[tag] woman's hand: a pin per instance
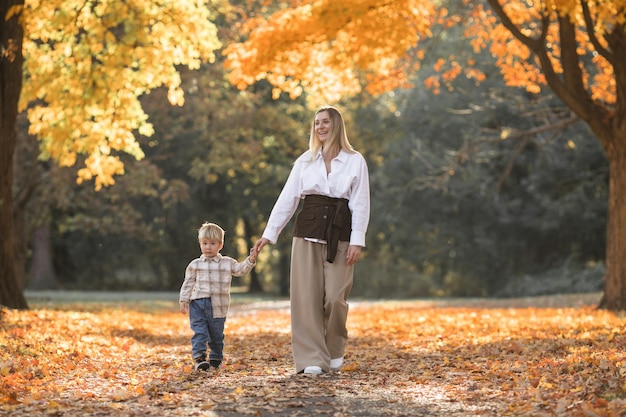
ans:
(259, 245)
(354, 253)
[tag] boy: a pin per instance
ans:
(205, 295)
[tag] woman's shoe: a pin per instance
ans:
(313, 370)
(336, 364)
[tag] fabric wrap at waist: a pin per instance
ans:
(324, 218)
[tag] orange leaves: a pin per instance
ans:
(322, 45)
(404, 358)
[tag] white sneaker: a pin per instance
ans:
(336, 364)
(314, 370)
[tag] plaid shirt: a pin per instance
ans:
(210, 277)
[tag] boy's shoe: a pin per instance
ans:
(202, 364)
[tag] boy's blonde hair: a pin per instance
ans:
(211, 231)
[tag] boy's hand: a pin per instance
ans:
(184, 307)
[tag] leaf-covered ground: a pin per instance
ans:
(539, 357)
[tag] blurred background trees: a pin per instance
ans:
(480, 190)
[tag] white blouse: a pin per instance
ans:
(348, 179)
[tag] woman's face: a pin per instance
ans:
(323, 125)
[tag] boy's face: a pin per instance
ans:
(210, 247)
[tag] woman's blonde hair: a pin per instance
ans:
(338, 137)
(211, 231)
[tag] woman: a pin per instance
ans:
(328, 235)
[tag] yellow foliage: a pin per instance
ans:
(86, 64)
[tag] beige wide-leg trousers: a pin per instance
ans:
(319, 307)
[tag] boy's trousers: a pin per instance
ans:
(319, 308)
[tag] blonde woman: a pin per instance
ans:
(333, 180)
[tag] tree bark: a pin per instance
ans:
(614, 297)
(11, 36)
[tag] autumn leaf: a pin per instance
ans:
(493, 357)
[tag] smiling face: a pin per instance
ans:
(210, 247)
(323, 125)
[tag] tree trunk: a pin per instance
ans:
(11, 35)
(614, 297)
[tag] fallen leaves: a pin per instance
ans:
(404, 358)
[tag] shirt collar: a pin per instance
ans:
(340, 156)
(215, 258)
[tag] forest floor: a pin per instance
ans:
(127, 354)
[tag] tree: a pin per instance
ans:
(574, 47)
(10, 86)
(86, 62)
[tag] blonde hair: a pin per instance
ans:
(211, 231)
(338, 139)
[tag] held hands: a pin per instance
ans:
(259, 245)
(184, 307)
(354, 253)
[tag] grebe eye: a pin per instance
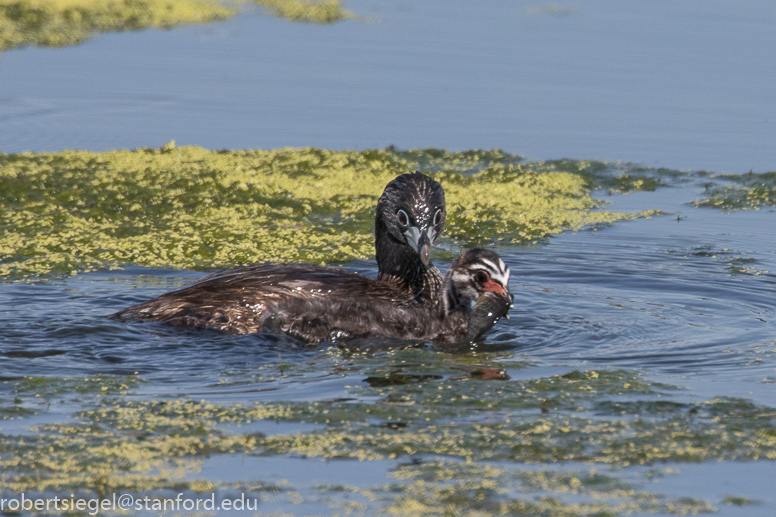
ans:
(404, 219)
(438, 217)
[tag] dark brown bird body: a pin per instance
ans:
(409, 300)
(318, 303)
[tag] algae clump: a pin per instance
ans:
(68, 22)
(59, 23)
(748, 192)
(456, 424)
(190, 208)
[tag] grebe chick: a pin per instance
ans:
(318, 303)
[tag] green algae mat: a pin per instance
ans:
(190, 208)
(485, 440)
(68, 22)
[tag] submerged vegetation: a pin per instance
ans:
(190, 208)
(453, 423)
(68, 22)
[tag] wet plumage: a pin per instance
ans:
(318, 303)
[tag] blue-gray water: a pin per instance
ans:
(679, 84)
(665, 296)
(687, 300)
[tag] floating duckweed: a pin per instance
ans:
(753, 192)
(58, 23)
(121, 441)
(190, 208)
(68, 22)
(452, 488)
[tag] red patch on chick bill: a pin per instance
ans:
(494, 287)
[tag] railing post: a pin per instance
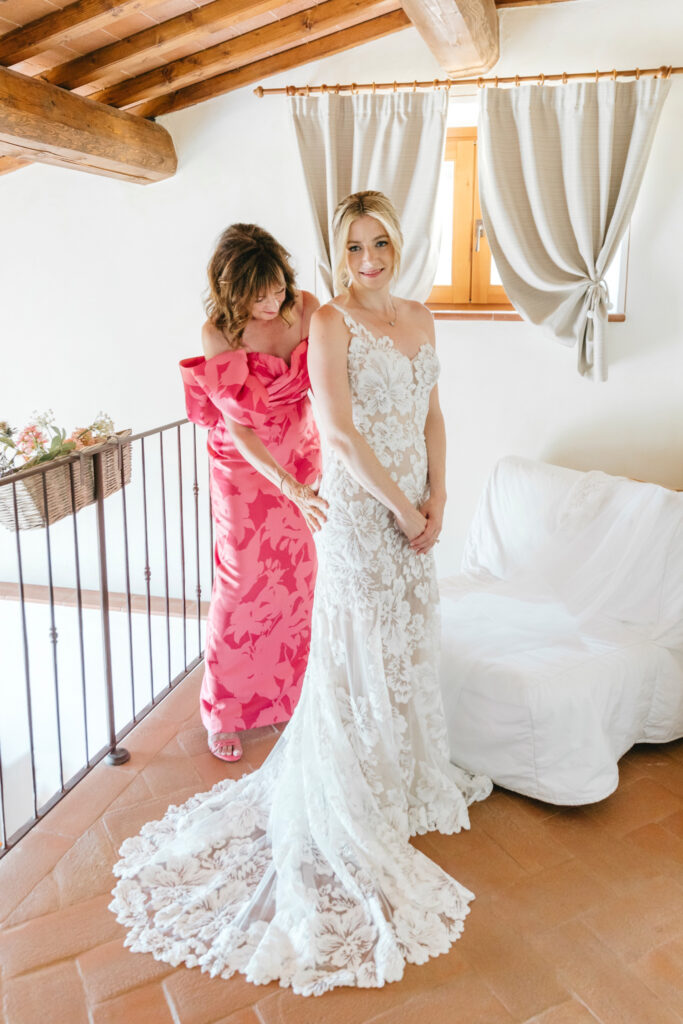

PROBLEM DESCRIPTION = Count the lines of the data above that contain the string "algae", treating uppercase and lowercase as different. Reply with the number alone.

OUTPUT = 2